##### Raw data
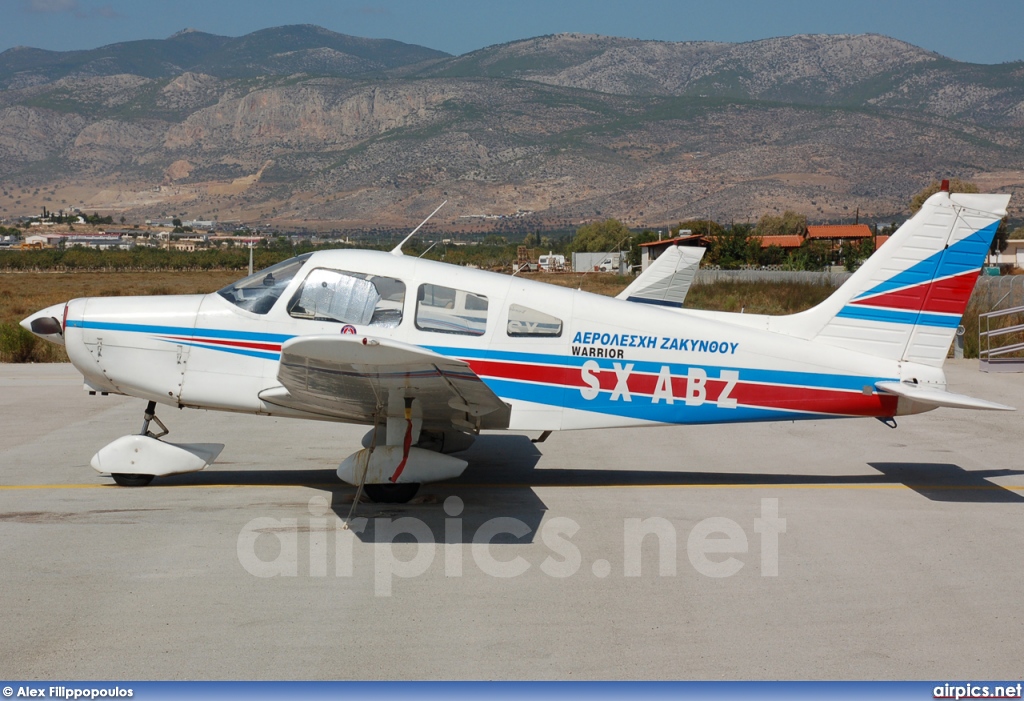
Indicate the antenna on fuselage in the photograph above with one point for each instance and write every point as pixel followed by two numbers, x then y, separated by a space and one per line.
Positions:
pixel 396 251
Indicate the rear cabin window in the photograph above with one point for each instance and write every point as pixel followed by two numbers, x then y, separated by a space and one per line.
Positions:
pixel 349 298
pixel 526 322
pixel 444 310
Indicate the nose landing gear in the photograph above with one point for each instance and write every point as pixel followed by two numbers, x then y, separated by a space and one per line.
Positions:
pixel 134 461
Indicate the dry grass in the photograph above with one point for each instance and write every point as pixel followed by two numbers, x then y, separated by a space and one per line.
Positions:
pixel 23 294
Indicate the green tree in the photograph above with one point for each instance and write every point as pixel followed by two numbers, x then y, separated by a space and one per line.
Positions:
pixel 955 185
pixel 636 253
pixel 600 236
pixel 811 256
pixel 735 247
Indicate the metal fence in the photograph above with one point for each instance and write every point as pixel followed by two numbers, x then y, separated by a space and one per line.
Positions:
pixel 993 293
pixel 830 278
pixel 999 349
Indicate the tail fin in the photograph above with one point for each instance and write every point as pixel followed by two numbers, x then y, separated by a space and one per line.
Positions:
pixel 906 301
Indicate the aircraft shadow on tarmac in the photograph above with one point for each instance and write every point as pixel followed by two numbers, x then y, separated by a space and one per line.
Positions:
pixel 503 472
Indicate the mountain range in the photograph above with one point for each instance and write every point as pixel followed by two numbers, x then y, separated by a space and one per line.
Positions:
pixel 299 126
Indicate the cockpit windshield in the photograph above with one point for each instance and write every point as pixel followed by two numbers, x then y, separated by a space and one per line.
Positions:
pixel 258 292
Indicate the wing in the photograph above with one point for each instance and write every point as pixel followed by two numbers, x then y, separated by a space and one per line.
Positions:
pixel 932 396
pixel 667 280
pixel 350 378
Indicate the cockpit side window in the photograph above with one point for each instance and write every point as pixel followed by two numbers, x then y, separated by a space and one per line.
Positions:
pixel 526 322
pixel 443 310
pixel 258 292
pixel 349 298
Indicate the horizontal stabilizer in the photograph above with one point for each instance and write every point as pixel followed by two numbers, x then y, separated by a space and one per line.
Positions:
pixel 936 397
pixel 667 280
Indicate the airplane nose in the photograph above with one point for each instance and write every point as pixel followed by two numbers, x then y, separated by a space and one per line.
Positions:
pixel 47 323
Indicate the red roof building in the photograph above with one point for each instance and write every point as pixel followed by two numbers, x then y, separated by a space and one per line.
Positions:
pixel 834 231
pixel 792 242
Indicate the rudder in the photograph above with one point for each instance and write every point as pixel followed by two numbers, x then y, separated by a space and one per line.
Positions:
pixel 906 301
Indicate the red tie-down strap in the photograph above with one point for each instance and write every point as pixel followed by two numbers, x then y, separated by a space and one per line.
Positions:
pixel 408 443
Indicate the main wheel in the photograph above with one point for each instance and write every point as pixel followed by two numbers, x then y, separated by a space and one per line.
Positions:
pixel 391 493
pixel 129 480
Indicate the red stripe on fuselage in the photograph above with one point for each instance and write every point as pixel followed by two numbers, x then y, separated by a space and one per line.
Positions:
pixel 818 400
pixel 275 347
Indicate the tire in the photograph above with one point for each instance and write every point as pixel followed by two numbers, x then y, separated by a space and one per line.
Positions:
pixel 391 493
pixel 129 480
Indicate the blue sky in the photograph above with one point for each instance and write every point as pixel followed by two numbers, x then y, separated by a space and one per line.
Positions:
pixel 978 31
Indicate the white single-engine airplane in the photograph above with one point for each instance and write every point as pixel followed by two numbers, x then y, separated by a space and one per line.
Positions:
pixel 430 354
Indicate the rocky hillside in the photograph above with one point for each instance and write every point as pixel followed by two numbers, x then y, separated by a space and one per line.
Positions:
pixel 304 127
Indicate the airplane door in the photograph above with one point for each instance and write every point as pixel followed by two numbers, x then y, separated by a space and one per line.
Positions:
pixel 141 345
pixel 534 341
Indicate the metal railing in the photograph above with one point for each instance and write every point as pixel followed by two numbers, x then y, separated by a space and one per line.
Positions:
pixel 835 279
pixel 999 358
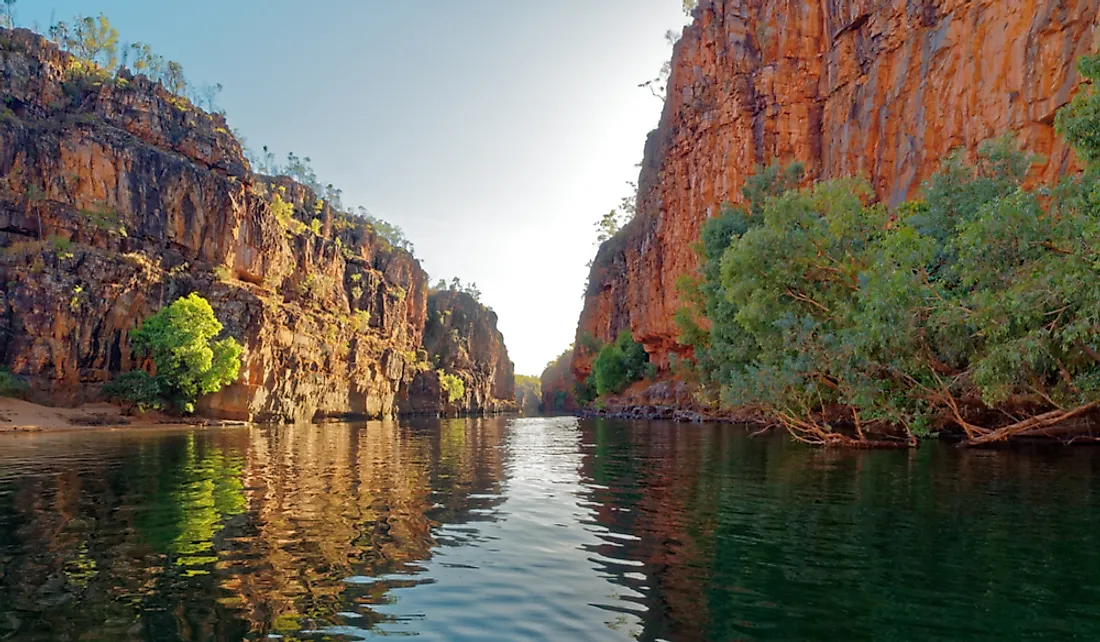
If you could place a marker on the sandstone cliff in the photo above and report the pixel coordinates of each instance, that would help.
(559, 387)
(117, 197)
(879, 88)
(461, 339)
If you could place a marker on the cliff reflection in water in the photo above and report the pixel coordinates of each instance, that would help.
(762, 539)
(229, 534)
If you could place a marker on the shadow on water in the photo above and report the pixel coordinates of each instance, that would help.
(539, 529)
##########
§ **Stated task**
Output every line of the records above as a JSON list of strings, one string per line, skipping blank lines. Leave the pictures out.

§ **Written answer**
[
  "Indicate the antenna on fuselage in the photograph above with one point for each instance and write every point as pixel followed by two numbers, x then y, separated by a space and one per line.",
  "Positions:",
  "pixel 396 251",
  "Indicate the rear cabin window in the photograph above with one point for each instance and write every point as pixel followed by two numbers, x then y, separated by a space and one per line.",
  "Positions:",
  "pixel 349 298",
  "pixel 526 322",
  "pixel 444 310",
  "Indicate the nose landing gear in the photograph above with one point for each instance and write every point as pixel followed by two numbers, x then y, separated by a space and one per line.",
  "Positions:",
  "pixel 134 461",
  "Indicate the dry grass in the photograph above with one point for each instance and write every point as pixel followed by two numbers, x then y, separated by a space and one per line.",
  "Positions:",
  "pixel 23 294",
  "Indicate the green tree in the photograph above with one point for each instance and write every point as pixel followed by two numbers, x then y, separated by a space and one per line.",
  "Positions:",
  "pixel 955 185",
  "pixel 636 253",
  "pixel 600 236",
  "pixel 811 256",
  "pixel 735 247",
  "Indicate the metal fence in the photograph above with one point for each instance and write every point as pixel followed by two numbers, x then y, separated by a space and one per line.",
  "Positions:",
  "pixel 993 293",
  "pixel 830 278",
  "pixel 999 349",
  "Indicate the tail fin in the photograph above with one point for each instance and write every point as pixel followed by two numbers, x then y, separated by a space and one per line.",
  "Positions:",
  "pixel 906 301",
  "Indicate the aircraft shadow on tarmac in the photograph above with one point for each instance and write every point as pixel followed by two numbers, x then y, separated by a space and one per line.",
  "Positions:",
  "pixel 503 472",
  "Indicate the mountain range in the photograph above with one point for each instance and write every point as pixel followed by two numbers, x then y, separated by a space and one per line.",
  "Positions:",
  "pixel 299 126",
  "Indicate the cockpit windshield in the photograph above with one point for each instance and write every point as pixel followed by two numbers, x then y, separated by a space and one per line.",
  "Positions:",
  "pixel 258 292",
  "Indicate the wing in the photograph above with one point for each instance and write every point as pixel followed by two numbers, x then y, separated by a space and one per line.",
  "Positions:",
  "pixel 932 396",
  "pixel 667 280",
  "pixel 350 378",
  "Indicate the cockpit side window in the photograph above with one point for each instance and write every point as pixel followed by two numbers, x then y, separated by a space and one per line.",
  "Positions:",
  "pixel 526 322",
  "pixel 443 310",
  "pixel 258 292",
  "pixel 349 298",
  "Indicate the horizontal stabilizer in the photograph above with one point for each instance and write every point as pixel followed by two numbers, x then y, separated by a space and one per line.",
  "Positions:",
  "pixel 936 397",
  "pixel 667 280",
  "Indicate the airplane nose in the photograph above with one point for each instance and write every point as pixel followed by two numbers, x then y, separated by a space and one per line.",
  "Positions:",
  "pixel 47 323",
  "Indicate the red roof building in the photograph above with one point for each instance and write every point as pixel followed by two numbers, x then y, separated by a space and one per line.",
  "Positions:",
  "pixel 834 231",
  "pixel 792 242",
  "Indicate the rudder in the photograph above with one point for each instance and write every point as pixel followed by two numbers, x then y, separated by a space and one per line.",
  "Positions:",
  "pixel 906 301",
  "Indicate the red tie-down strap in the photograph above with one point for each instance and write every point as pixel followed by two numbers, x then y, separated by a space and one per line.",
  "Positions:",
  "pixel 408 443",
  "Indicate the main wheel in the photograph above with one point for each instance and write every point as pixel followed by two numbers, x then y, separated by a space and one per line.",
  "Positions:",
  "pixel 391 493",
  "pixel 129 480",
  "Indicate the red stripe on fuselage in the photograph above with one point for each instance and write every point as pixel followed by two numbers, x then y, separated by a space and one per line.",
  "Positions:",
  "pixel 818 400",
  "pixel 275 347",
  "Indicate the tire in the photograph above with one point for each instance and write every point as pixel followed by two numbers, x then y, separated by a space and one per line.",
  "Positions:",
  "pixel 391 493",
  "pixel 129 480",
  "Indicate the blue sky in the photograph above with one point for each instance and write every point as pixel followed by two numbers, x then y, separated by a space and one per line.",
  "Positions:",
  "pixel 978 31",
  "Indicate the white single-engine airplane in the photograph above with one point for each instance and write every point as pixel followed by two numbers, x then y, separated by a space and one per line.",
  "Positions:",
  "pixel 430 354",
  "Indicate the rocky hillside in the photograph above with one point for each instance and write every point as pixel followed by two numbers, x then y, separated by a space and one per line.",
  "Positions:",
  "pixel 304 127",
  "Indicate the airplane door in the photograph above with one point for each instance and write every point as pixel followed by two numbers, x then y, separated by a space and one per line.",
  "Positions:",
  "pixel 141 345",
  "pixel 534 341",
  "Indicate the metal railing in the photograph above with one point for each instance and write every point as pixel followed by two numbers, x then y, separated by a space and one per line.",
  "Positions:",
  "pixel 835 279",
  "pixel 999 358",
  "If you could place a marker on the sandstone cliff in the photo above and report the pixel coordinates of each instance, that would help.",
  "(559, 387)",
  "(117, 197)",
  "(879, 88)",
  "(461, 339)",
  "If you could place a marker on the cliff reflection in water in the photo above and report the pixel coordinates of each instance, that would help.",
  "(762, 539)",
  "(229, 534)",
  "If you could place a marker on the shadow on water in the photo above and report the pixel coordinates of each instance, that would help.",
  "(539, 529)"
]